start SUPPLIED INFORMATION

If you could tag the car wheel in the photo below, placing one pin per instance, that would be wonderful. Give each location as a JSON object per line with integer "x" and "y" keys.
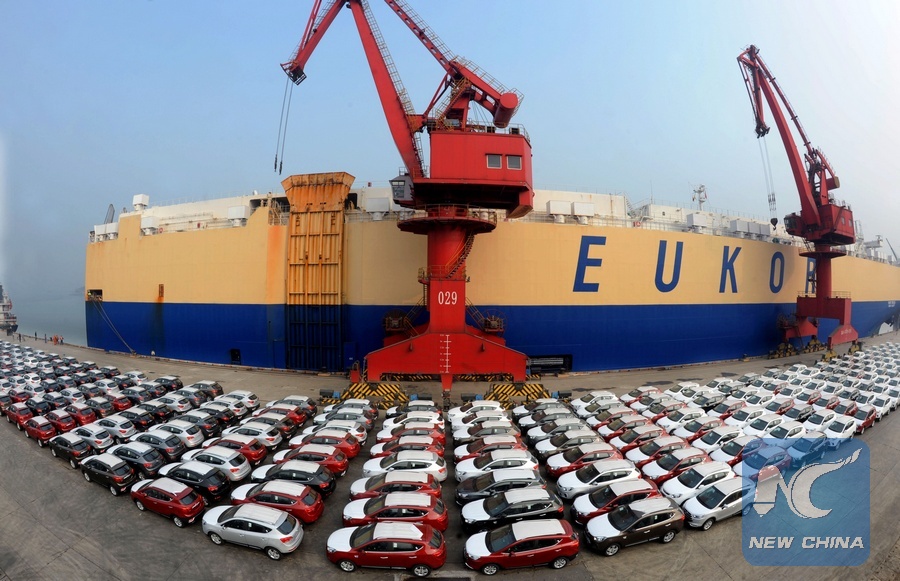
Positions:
{"x": 421, "y": 570}
{"x": 490, "y": 569}
{"x": 348, "y": 566}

end SUPPLIED INFORMATION

WHAT TO DO »
Lay out the records above as a Markdown table with the columns Row and Text, one row for each non-blank line, numbered in order. Leave out the picture lines.

ANSWER TO THE TASK »
| Row | Text |
|---|---|
| 1 | If you could tag the car wheel in the photo below, placing one pin per instance, that would be wonderful. Give each location as a JSON object per line with integer "x" and "y" keys. |
| 2 | Positions: |
| 3 | {"x": 421, "y": 570} |
| 4 | {"x": 490, "y": 569} |
| 5 | {"x": 348, "y": 566} |